**Dataset content**
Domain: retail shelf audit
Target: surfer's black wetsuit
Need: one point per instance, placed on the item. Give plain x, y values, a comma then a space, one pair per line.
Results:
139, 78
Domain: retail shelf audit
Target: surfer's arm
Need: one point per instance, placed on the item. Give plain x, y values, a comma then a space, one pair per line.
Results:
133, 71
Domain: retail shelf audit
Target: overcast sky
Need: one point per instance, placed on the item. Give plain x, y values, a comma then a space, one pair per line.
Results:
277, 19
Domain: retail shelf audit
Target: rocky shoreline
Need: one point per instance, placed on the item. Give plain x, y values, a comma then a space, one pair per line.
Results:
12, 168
...
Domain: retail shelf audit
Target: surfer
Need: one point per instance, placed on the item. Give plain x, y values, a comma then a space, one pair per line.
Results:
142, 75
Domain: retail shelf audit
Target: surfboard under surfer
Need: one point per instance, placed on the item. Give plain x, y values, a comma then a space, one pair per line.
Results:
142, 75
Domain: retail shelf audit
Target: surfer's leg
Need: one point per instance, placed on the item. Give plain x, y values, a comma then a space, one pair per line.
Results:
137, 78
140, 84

**Your instructions**
Pull out every line in the entries above that contains the word "Target". Case counts, so only lines whose capital and small letters match it qualify.

**Exercise output**
Target: surfer's black wetsuit
Target: surfer's arm
Target: overcast sky
Target: rocky shoreline
Target: surfer
Target: surfboard under surfer
Target: surfer's leg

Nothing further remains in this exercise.